» Data records:
== == ==

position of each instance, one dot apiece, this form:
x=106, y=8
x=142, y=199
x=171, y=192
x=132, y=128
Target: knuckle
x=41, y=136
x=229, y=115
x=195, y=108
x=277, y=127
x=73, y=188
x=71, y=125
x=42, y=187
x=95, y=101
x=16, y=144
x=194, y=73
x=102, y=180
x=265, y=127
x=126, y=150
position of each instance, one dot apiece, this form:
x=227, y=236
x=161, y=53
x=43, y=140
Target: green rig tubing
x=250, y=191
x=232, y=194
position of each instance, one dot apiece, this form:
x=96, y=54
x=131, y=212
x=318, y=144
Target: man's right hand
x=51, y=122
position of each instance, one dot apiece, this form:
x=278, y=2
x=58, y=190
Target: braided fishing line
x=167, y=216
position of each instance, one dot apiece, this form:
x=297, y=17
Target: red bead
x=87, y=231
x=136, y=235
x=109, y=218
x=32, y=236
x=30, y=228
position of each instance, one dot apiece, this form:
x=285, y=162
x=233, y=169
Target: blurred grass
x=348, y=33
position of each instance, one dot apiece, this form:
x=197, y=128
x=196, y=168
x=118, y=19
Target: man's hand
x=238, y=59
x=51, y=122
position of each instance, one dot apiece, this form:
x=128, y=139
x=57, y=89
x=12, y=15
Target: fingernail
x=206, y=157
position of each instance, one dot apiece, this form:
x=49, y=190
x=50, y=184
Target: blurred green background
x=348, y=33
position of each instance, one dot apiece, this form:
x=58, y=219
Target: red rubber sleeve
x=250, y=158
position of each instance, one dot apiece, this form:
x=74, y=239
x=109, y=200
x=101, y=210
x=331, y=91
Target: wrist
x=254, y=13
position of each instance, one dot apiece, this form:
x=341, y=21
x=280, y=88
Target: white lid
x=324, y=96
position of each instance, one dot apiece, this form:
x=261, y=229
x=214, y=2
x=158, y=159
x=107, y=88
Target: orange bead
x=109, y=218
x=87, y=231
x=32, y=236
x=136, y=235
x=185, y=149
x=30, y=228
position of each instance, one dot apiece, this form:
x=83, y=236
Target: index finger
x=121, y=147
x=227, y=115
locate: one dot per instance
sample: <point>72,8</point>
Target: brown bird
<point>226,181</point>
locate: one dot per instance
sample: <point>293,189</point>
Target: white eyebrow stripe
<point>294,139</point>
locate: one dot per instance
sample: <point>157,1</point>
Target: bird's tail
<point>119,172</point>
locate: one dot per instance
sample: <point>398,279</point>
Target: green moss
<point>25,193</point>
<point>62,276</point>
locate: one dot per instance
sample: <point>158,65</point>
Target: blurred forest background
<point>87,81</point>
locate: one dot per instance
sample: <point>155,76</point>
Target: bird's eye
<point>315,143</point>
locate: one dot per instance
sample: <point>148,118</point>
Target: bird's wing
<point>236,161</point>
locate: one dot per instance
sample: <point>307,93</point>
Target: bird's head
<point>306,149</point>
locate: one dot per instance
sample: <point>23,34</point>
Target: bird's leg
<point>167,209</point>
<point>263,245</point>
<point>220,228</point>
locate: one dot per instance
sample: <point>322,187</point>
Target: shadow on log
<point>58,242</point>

== == ==

» Written problem:
Write out the entries above once more, without altering anything.

» Correct answer:
position of each instance, one dot apiece, this form:
x=106, y=8
x=142, y=199
x=171, y=192
x=132, y=128
Target: knuckle
x=41, y=136
x=229, y=115
x=195, y=108
x=277, y=127
x=73, y=188
x=71, y=125
x=42, y=187
x=95, y=101
x=16, y=144
x=194, y=73
x=102, y=180
x=265, y=127
x=126, y=150
position of each instance, one dot apiece, this form:
x=227, y=236
x=161, y=53
x=43, y=140
Target: green rig tubing
x=250, y=191
x=232, y=194
position of each instance, one dot apiece, this form:
x=96, y=54
x=131, y=212
x=318, y=144
Target: man's right hand
x=51, y=122
position of each instance, one dot apiece, this form:
x=278, y=2
x=58, y=190
Target: braided fishing line
x=167, y=216
position of each instance, one dot apiece, this form:
x=297, y=17
Target: red bead
x=87, y=231
x=136, y=235
x=109, y=218
x=32, y=236
x=30, y=228
position of each instance, one dot apiece, this form:
x=285, y=162
x=233, y=169
Target: blurred grass
x=348, y=33
position of each instance, one dot apiece, this form:
x=197, y=128
x=196, y=168
x=118, y=19
Target: man's hand
x=238, y=59
x=51, y=122
position of each instance, one dot apiece, this form:
x=128, y=139
x=57, y=89
x=12, y=15
Target: fingernail
x=206, y=157
position of each instance, one dot apiece, this form:
x=49, y=190
x=50, y=184
Target: blurred green background
x=348, y=33
position of each instance, one dot apiece, this form:
x=58, y=219
Target: red rubber sleeve
x=250, y=158
position of each instance, one dot apiece, this form:
x=74, y=239
x=109, y=200
x=101, y=210
x=331, y=91
Target: wrist
x=254, y=13
position of each instance, one dot apiece, this form:
x=341, y=21
x=280, y=88
Target: white lid
x=324, y=96
position of each instance, one dot apiece, this form:
x=261, y=229
x=214, y=2
x=158, y=159
x=107, y=88
Target: orange bead
x=109, y=218
x=87, y=231
x=32, y=236
x=136, y=235
x=185, y=149
x=30, y=228
position of each instance, one dot apiece, this form:
x=83, y=236
Target: index finger
x=121, y=147
x=227, y=115
locate: one dot per instance
sample: <point>72,8</point>
Target: brown bird
<point>226,181</point>
locate: one dot per instance
sample: <point>293,189</point>
Target: white eyebrow stripe
<point>294,139</point>
locate: one dot per instance
sample: <point>157,1</point>
Target: bird's tail
<point>119,172</point>
locate: one dot per instance
sample: <point>398,279</point>
Target: green moss
<point>25,193</point>
<point>62,276</point>
locate: one dot per instance
sample: <point>158,65</point>
Target: blurred forest background
<point>87,81</point>
locate: one dot per instance
sample: <point>155,76</point>
Target: bird's eye
<point>315,143</point>
locate: one dot per instance
sample: <point>148,118</point>
Target: bird's wing
<point>236,161</point>
locate: one dot per instance
sample: <point>307,93</point>
Target: bird's head
<point>306,149</point>
locate: one dot per instance
sample: <point>23,34</point>
Target: bird's leg
<point>167,209</point>
<point>263,245</point>
<point>220,228</point>
locate: one dot per instance
sample: <point>322,187</point>
Target: shadow on log
<point>58,242</point>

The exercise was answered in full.